PROBLEM DESCRIPTION: Your output must consist solely of the lines from the one containing "on the mini" through the end of the records, reproduced exactly.
━━━━━ ENTRIES
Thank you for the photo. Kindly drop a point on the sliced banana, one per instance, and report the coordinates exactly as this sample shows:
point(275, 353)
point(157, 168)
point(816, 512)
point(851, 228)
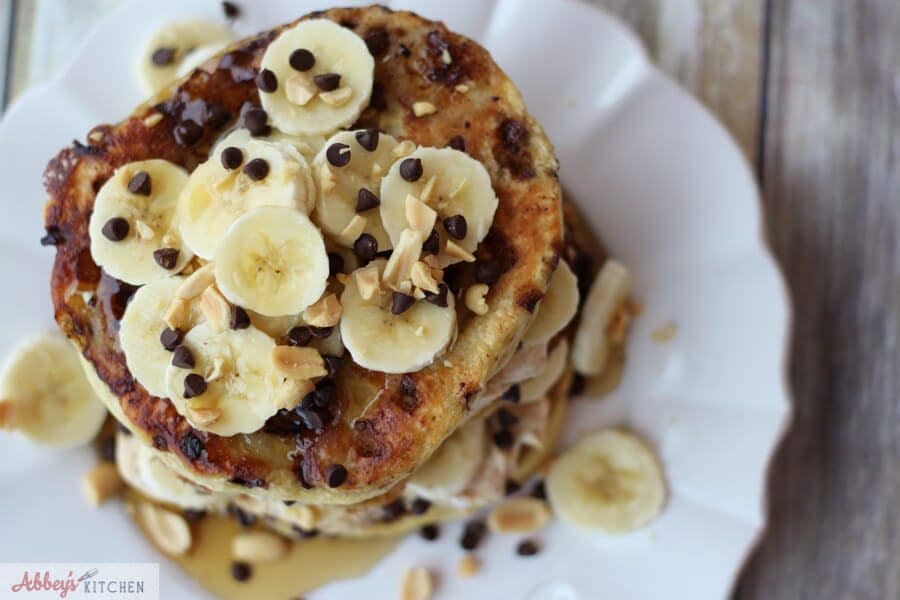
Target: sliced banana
point(609, 481)
point(300, 105)
point(44, 394)
point(241, 386)
point(215, 195)
point(160, 61)
point(134, 234)
point(453, 466)
point(272, 260)
point(382, 341)
point(557, 308)
point(453, 184)
point(337, 203)
point(535, 388)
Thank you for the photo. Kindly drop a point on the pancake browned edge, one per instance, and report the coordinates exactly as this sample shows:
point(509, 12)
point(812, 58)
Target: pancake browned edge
point(411, 414)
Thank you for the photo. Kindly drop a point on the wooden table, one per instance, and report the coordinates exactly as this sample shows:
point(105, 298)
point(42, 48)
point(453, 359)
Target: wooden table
point(810, 90)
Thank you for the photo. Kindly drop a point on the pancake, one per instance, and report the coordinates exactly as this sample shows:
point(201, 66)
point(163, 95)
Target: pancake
point(407, 416)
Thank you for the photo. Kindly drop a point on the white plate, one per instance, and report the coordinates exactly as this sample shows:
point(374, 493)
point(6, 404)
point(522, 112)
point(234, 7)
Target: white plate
point(657, 177)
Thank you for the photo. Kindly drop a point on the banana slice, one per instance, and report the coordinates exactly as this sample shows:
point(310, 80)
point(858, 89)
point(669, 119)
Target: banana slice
point(393, 343)
point(259, 173)
point(323, 74)
point(450, 182)
point(557, 308)
point(159, 63)
point(133, 227)
point(272, 260)
point(240, 388)
point(451, 468)
point(356, 184)
point(535, 388)
point(140, 330)
point(44, 394)
point(609, 481)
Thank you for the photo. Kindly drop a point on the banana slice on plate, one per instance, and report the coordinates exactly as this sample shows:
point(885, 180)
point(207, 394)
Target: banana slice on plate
point(44, 394)
point(272, 260)
point(451, 183)
point(172, 45)
point(350, 167)
point(133, 228)
point(610, 481)
point(233, 385)
point(451, 468)
point(556, 309)
point(242, 173)
point(381, 340)
point(322, 75)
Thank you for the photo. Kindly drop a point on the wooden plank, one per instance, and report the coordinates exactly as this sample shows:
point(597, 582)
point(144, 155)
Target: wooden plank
point(831, 174)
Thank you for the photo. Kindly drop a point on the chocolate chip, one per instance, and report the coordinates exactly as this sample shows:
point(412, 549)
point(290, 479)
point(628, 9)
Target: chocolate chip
point(527, 548)
point(183, 358)
point(487, 272)
point(241, 571)
point(338, 154)
point(366, 200)
point(365, 247)
point(257, 169)
point(116, 229)
point(336, 475)
point(456, 226)
point(140, 183)
point(162, 57)
point(167, 258)
point(368, 139)
point(238, 319)
point(191, 446)
point(411, 169)
point(232, 158)
point(439, 299)
point(327, 82)
point(302, 59)
point(400, 303)
point(377, 41)
point(432, 243)
point(266, 81)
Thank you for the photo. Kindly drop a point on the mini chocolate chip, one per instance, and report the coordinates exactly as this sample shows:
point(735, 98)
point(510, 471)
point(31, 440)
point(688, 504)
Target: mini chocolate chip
point(336, 475)
point(400, 303)
point(116, 229)
point(411, 169)
point(241, 571)
point(183, 358)
point(266, 81)
point(368, 139)
point(527, 548)
point(140, 183)
point(162, 57)
point(487, 272)
point(239, 319)
point(377, 41)
point(365, 247)
point(194, 385)
point(338, 154)
point(232, 158)
point(167, 258)
point(432, 243)
point(456, 226)
point(439, 299)
point(257, 169)
point(302, 59)
point(299, 336)
point(170, 338)
point(366, 200)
━━━━━━━━━━
THE RESULT:
Thank you for the photo. Kindly drop a point on the mini chocolate chip, one per instance, and report the coordinates exactly as this sample shows:
point(735, 98)
point(510, 471)
point(31, 440)
point(688, 504)
Target: mini chocolate chip
point(336, 475)
point(400, 303)
point(116, 229)
point(411, 169)
point(241, 571)
point(183, 358)
point(266, 81)
point(368, 139)
point(527, 548)
point(140, 183)
point(162, 57)
point(487, 272)
point(239, 319)
point(377, 41)
point(365, 247)
point(194, 385)
point(338, 154)
point(232, 158)
point(167, 258)
point(432, 243)
point(456, 226)
point(439, 299)
point(257, 169)
point(302, 59)
point(299, 336)
point(170, 338)
point(366, 200)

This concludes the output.